RE: whole blood lysis and scatter plots

From: Gerhard Nebe-von-Caron (Gerhard.Nebe-von-Caron@Unilever.com)
Date: Wed Aug 22 2001 - 17:15:14 EST


Whilst hypotonic lyse can give you absolute brilliant pictures for normal blood
you run in deep trouble with abnormal samples. You tend to loose for example a
lot of blasts. It is used in some haematology analysers but under extremely
well controlled temperature and timings with membrane stabilising agents added.

The original facslyse was meant to make allow measurement of lysed cells using
the old FACS analyser that used a Coulter volume orifice. A bit like shrinking
the cells down to their nuclei with the good old Coulter counter.  As everyone
should do from time to time, have a look down the microscope to see the
alteration in the cells morphology.

Any form of lyse or separation introduces artefacts, as does the process of
taking the samples in the first place. Thus the best method would be to measure
w/o lysis in order to avoid artefacts. There are even attempts under way to
make intracellular stains w/o lysing and fixing. The ultimate dream might be
something like the "Cyto Sub" or a "Guava PC" equivalent at nano-scale to be
injected into your body with a little anchor.

Regards

Gerhard



-----Original Message-----
From:	Akpinar, Edip (NIDDK) [SMTP:EdipA@intra.niddk.nih.gov]
Sent:	Wednesday, August 22, 2001 12:25 PM
To:	Cytometry Mailing List
Subject:	RE: whole blood lysis and scatter plots



Dear Francis:

How do you explain this effect? Can this effect change any other property of
cells and lead do invalid results? Should ve avoid using this kind of lysing
buffers? Indeed, currently I am using hypotonic lysis, with simple water,
but I am not sure if this is better than other methods.

Edip AKPINAR

NIH-NIDDK


-----Original Message-----
From: Simon Monard [mailto:smonard@trudeauinstitute.org]
Sent: Tuesday, August 21, 2001 9:16 AM
To: cyto-inbox
Subject: Re: whole blood lysis and scatter plots



Francis

You always see that effect with FACS lyse, just whack up the FSC (double it)
..............................
▸ PROBLEM
Copy the lysis thread word for word, starting with "Date: Wed Aug" and going on through "the cells morphology.". The items that come next have no connection to the lysis thread.
..............................
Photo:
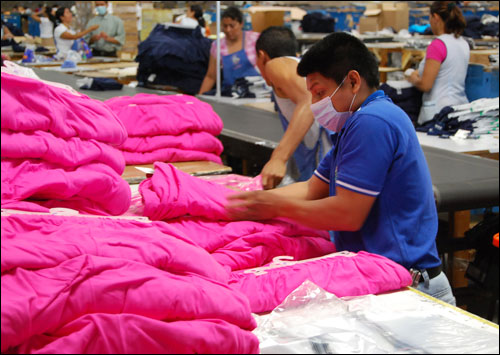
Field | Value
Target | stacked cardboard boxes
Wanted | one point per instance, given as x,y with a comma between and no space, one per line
127,11
385,14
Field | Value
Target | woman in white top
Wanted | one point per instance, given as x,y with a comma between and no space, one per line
441,75
64,35
46,20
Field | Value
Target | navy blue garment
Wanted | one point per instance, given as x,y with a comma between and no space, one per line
174,56
318,22
102,84
408,99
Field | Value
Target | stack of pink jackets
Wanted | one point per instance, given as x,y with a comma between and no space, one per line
170,128
101,285
58,150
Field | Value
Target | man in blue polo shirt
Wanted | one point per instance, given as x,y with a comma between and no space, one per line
373,189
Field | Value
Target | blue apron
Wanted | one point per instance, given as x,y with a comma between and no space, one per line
237,65
305,158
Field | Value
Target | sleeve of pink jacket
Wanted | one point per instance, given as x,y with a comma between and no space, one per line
101,333
30,105
41,301
343,275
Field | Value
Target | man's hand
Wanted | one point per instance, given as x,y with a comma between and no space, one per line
272,173
254,205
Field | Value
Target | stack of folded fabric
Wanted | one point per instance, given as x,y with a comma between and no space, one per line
168,128
174,56
251,87
57,150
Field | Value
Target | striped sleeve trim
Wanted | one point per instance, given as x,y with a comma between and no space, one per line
355,188
321,177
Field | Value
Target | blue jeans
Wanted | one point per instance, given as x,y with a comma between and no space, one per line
439,287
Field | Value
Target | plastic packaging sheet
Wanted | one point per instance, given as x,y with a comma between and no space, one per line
313,321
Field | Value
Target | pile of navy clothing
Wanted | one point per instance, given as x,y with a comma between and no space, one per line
251,87
477,27
409,99
175,57
318,22
469,117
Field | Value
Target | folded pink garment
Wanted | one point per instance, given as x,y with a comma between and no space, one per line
152,115
92,188
343,274
30,105
171,155
197,141
41,301
69,152
132,334
260,248
66,237
216,235
171,193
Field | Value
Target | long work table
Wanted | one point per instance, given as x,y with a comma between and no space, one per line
461,181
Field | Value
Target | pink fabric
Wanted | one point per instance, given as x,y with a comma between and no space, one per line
132,334
41,301
69,152
152,115
164,248
236,182
437,50
362,274
30,105
250,40
245,244
169,155
197,141
92,188
172,193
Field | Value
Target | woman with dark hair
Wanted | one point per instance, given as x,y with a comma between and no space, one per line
64,35
237,52
441,75
193,18
45,17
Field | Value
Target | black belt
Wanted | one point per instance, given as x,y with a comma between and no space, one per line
432,272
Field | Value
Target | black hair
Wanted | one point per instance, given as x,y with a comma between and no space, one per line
454,21
59,14
233,13
48,12
277,41
198,15
337,54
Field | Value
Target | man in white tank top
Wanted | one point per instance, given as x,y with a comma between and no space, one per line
303,139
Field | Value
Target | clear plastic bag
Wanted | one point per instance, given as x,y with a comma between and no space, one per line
311,320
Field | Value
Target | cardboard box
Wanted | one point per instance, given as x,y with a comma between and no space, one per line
262,19
395,15
371,21
386,14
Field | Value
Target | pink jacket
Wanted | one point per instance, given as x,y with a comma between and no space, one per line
35,302
344,274
91,188
68,153
170,155
198,141
101,333
166,248
31,105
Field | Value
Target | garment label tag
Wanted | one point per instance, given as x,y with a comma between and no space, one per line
145,170
462,134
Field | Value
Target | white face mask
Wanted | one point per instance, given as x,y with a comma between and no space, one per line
327,115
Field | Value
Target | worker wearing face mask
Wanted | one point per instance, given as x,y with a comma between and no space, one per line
110,37
373,190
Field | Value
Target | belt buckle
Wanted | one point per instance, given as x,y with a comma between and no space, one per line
415,277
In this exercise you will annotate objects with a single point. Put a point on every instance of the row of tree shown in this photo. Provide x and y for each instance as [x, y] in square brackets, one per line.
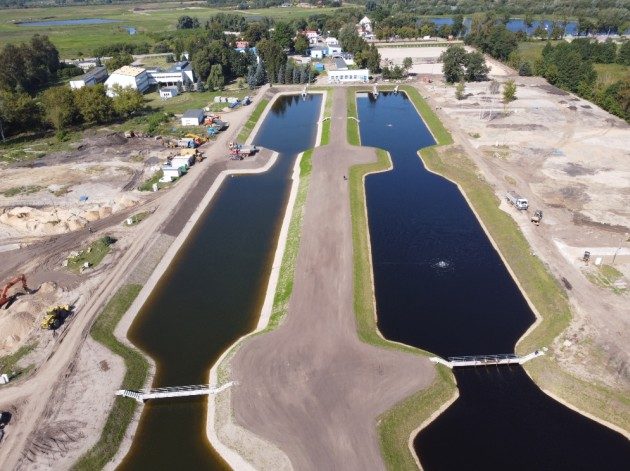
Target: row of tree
[62, 107]
[459, 65]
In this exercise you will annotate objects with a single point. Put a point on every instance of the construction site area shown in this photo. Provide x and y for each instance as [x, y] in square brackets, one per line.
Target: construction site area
[73, 227]
[570, 160]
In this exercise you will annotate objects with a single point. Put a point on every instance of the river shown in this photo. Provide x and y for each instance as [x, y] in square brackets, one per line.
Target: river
[213, 292]
[442, 287]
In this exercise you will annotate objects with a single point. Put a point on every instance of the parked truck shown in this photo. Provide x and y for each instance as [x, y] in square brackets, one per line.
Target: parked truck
[518, 201]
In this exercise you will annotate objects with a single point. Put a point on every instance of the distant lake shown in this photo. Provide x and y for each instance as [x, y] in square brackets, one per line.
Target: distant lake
[515, 24]
[82, 21]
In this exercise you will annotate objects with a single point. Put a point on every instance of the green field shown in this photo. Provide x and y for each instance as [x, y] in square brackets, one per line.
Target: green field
[77, 41]
[610, 73]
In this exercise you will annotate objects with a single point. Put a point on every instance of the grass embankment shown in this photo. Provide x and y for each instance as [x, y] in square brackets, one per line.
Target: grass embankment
[542, 289]
[8, 363]
[327, 114]
[137, 368]
[396, 425]
[284, 288]
[253, 119]
[92, 255]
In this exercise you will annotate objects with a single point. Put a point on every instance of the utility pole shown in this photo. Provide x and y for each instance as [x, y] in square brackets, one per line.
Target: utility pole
[625, 237]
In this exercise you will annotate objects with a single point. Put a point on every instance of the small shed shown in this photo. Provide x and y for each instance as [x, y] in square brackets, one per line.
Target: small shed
[317, 52]
[168, 92]
[340, 64]
[170, 173]
[192, 117]
[334, 51]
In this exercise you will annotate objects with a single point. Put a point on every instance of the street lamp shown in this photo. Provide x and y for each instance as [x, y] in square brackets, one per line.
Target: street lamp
[625, 237]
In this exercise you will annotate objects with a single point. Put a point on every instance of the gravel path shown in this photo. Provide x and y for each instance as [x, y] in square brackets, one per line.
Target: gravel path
[311, 386]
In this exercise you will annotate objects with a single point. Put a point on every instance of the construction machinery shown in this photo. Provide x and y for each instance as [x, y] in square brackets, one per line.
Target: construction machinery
[241, 150]
[55, 316]
[4, 296]
[537, 217]
[198, 139]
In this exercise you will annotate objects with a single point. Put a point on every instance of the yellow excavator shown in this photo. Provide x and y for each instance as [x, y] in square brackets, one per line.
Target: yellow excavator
[55, 316]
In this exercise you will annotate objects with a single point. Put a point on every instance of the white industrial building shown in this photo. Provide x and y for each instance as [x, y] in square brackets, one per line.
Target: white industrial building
[347, 76]
[192, 117]
[168, 92]
[91, 77]
[318, 52]
[179, 75]
[128, 76]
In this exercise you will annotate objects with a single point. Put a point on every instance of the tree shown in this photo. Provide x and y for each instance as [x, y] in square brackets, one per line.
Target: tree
[255, 32]
[623, 56]
[458, 25]
[186, 22]
[407, 63]
[127, 101]
[119, 60]
[301, 44]
[283, 35]
[453, 63]
[525, 69]
[216, 81]
[260, 76]
[509, 91]
[540, 32]
[18, 112]
[273, 56]
[476, 68]
[460, 88]
[59, 107]
[93, 104]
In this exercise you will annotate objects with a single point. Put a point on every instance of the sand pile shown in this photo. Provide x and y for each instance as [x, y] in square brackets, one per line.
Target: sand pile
[18, 322]
[50, 220]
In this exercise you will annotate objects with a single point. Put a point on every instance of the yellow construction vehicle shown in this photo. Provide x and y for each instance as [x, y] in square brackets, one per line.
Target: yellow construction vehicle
[198, 139]
[55, 316]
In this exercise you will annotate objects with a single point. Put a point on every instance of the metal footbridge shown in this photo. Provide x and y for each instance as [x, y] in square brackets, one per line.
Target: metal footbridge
[487, 360]
[175, 391]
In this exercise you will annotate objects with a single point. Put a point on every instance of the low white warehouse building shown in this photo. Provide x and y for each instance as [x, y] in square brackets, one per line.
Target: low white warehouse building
[91, 77]
[348, 76]
[128, 76]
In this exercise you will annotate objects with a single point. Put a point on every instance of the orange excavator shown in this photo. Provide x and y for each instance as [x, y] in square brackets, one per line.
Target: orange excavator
[4, 297]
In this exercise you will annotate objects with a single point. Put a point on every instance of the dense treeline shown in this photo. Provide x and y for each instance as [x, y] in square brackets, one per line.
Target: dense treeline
[570, 66]
[29, 100]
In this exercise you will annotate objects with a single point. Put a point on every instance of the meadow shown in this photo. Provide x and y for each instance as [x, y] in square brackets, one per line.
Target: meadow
[80, 40]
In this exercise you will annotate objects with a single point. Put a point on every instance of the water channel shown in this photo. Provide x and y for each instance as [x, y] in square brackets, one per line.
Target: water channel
[441, 286]
[213, 293]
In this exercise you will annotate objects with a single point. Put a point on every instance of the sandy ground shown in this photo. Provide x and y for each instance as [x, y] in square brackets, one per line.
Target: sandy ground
[311, 387]
[56, 369]
[570, 159]
[426, 59]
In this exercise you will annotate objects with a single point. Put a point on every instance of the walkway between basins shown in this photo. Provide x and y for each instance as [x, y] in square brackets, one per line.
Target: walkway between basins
[312, 387]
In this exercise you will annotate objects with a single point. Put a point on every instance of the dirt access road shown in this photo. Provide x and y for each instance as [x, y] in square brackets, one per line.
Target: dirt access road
[312, 387]
[32, 396]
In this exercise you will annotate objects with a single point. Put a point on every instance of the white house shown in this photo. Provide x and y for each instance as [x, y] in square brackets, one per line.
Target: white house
[347, 76]
[128, 76]
[91, 77]
[366, 24]
[168, 92]
[318, 52]
[311, 36]
[180, 75]
[334, 51]
[192, 117]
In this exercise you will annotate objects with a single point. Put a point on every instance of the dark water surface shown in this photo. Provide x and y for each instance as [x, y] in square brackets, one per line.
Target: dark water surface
[441, 286]
[213, 292]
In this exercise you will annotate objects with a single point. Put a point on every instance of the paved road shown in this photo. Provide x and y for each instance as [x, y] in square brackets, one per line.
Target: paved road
[311, 387]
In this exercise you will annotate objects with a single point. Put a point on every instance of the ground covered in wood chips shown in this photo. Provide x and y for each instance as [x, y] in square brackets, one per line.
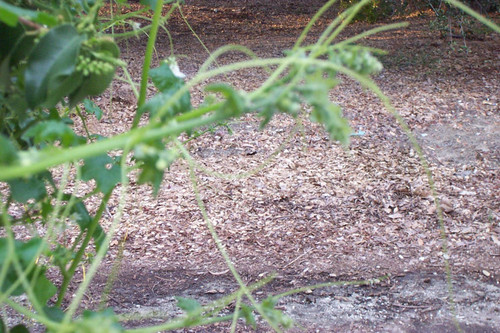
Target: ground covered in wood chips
[318, 212]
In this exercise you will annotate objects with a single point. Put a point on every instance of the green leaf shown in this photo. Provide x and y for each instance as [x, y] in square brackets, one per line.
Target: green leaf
[92, 108]
[51, 67]
[154, 162]
[54, 313]
[3, 328]
[98, 322]
[95, 83]
[188, 305]
[23, 189]
[105, 170]
[9, 14]
[168, 84]
[235, 103]
[19, 329]
[26, 253]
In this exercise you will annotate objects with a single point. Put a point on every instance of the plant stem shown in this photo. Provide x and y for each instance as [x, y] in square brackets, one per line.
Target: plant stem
[147, 58]
[78, 257]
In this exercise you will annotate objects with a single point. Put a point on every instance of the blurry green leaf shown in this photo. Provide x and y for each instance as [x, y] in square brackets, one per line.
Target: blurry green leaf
[168, 84]
[155, 159]
[50, 66]
[105, 170]
[9, 14]
[26, 253]
[53, 313]
[19, 329]
[98, 322]
[92, 108]
[235, 103]
[187, 304]
[83, 219]
[95, 83]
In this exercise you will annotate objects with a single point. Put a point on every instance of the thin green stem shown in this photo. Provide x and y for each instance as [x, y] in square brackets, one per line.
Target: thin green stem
[81, 251]
[148, 56]
[84, 122]
[218, 242]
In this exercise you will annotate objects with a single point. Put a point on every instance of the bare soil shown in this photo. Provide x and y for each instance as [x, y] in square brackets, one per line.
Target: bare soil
[318, 212]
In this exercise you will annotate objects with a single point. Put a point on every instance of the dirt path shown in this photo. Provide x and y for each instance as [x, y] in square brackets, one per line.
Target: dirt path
[320, 213]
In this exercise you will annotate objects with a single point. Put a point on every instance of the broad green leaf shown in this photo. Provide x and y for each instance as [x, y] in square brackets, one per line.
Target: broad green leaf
[92, 108]
[19, 329]
[50, 64]
[104, 170]
[9, 14]
[54, 313]
[26, 253]
[167, 83]
[154, 162]
[3, 328]
[235, 103]
[187, 304]
[95, 83]
[98, 322]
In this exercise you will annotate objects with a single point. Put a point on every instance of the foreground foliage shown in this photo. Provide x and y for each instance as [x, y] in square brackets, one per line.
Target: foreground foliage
[58, 57]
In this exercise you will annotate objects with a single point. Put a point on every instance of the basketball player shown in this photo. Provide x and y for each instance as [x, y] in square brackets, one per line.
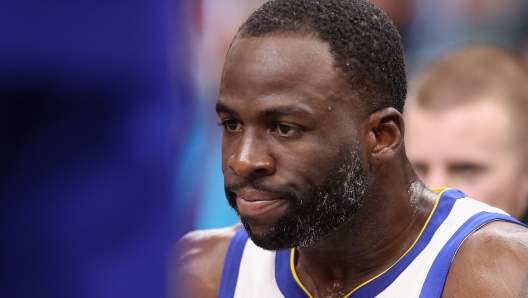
..............................
▸ EXERCISE RESULT
Date: Wed Aug 22 2001 - 17:15:14 EST


Whilst hypotonic lyse can give you absolute brilliant pictures for normal blood
you run in deep trouble with abnormal samples. You tend to loose for example a
lot of blasts. It is used in some haematology analysers but under extremely
well controlled temperature and timings with membrane stabilising agents added.

The original facslyse was meant to make allow measurement of lysed cells using
the old FACS analyser that used a Coulter volume orifice. A bit like shrinking
the cells down to their nuclei with the good old Coulter counter.  As everyone
should do from time to time, have a look down the microscope to see the
alteration in the cells morphology.